THE PROBLEM:
Pull out every line of the rows below verbatim, leaving the pictures out of your answer.

INPUT FOR THIS TASK:
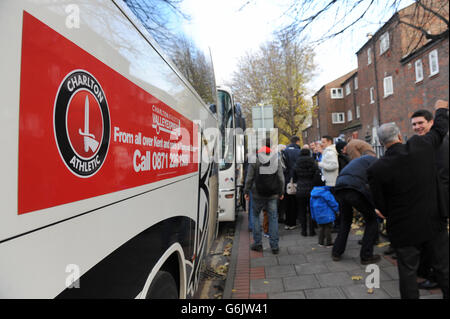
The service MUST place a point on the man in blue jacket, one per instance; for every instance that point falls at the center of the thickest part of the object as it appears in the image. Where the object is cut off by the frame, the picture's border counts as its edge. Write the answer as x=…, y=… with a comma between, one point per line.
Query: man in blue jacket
x=352, y=191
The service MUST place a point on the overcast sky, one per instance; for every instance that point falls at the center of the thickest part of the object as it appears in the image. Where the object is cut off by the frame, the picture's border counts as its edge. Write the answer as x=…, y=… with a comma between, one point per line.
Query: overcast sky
x=230, y=32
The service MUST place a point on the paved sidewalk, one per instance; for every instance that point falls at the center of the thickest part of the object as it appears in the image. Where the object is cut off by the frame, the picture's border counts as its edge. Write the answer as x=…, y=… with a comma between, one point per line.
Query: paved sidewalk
x=303, y=270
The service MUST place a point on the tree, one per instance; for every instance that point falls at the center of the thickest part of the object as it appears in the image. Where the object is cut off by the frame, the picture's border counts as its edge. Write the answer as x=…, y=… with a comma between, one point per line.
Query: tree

RESULT FOR THIS TASK:
The service MUST place a point on the man in blue jacket, one per instance; for every instance that point falls at the center of the thickest part of the object as it appears in the image. Where the object is cut off by the frame, the picture's border counts as its edge. Write the answer as x=…, y=… with a comma between, one point per line.
Query: man in blue jacket
x=352, y=191
The service MUST place a point on the overcast sky, one per instance; for every instance that point falls at the center of the thickest part of the object as it appears in the image. Where the object is cut off by the frame, the picture's border counts as its edge. Write the answer as x=…, y=… with a comma between, one point per line.
Query: overcast sky
x=230, y=32
The service MUST place a point on the paved sidewalk, one per instance; for every instance that point falls at the center of the thickest part of the object as it appears in the image. Where the object is cut off by the frame, the picture's border counts as its edge. Write the answer as x=…, y=… with a comma between, one point per line.
Query: paved sidewalk
x=303, y=270
The service MUST place a point on the tree, one per instance; for every instance that point falls at the center of the thickest part of the object as it appears in the image. Where the object is cut off by the frame, the picture's border counts as its edge. Write the answer as x=…, y=… with a comma between, one point per line.
Query: tree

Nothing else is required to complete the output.